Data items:
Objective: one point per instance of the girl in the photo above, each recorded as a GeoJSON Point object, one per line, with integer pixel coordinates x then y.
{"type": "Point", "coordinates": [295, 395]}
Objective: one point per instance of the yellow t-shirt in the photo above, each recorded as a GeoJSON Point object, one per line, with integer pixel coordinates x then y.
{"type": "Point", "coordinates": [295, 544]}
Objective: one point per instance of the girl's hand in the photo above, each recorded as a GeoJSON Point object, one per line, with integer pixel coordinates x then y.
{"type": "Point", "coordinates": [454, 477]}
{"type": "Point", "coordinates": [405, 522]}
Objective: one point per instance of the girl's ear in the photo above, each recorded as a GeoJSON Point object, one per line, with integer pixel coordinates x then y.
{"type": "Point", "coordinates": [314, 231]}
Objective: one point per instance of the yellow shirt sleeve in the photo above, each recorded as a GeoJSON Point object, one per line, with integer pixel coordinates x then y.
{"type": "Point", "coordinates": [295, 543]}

- [THE PROBLEM]: The data must be transcribed in full. Every word stays the same.

- [SOLUTION]:
Objective: one point per instance of the girl in the photo above, each recorded as a GeoJSON Point object, one per line, with integer pixel coordinates x then y.
{"type": "Point", "coordinates": [295, 395]}
Objective: one point per instance of the yellow t-shirt in the photo above, each recorded as a GeoJSON Point object, one per line, with integer pixel coordinates x then y.
{"type": "Point", "coordinates": [295, 544]}
Objective: one point per instance of the girl's hand in the photo above, each recorded as a GeoJSON Point object, one per line, with integer pixel coordinates x then y.
{"type": "Point", "coordinates": [454, 477]}
{"type": "Point", "coordinates": [405, 522]}
Objective: one point per instance of the girl's ear in the photo above, each recorded as a GeoJSON Point object, one per line, with integer pixel coordinates x then y.
{"type": "Point", "coordinates": [314, 231]}
Objective: one point per instance of the yellow shirt sleeve in the photo above, each recorded as a GeoJSON Point object, one per line, with integer pixel coordinates x then y.
{"type": "Point", "coordinates": [295, 543]}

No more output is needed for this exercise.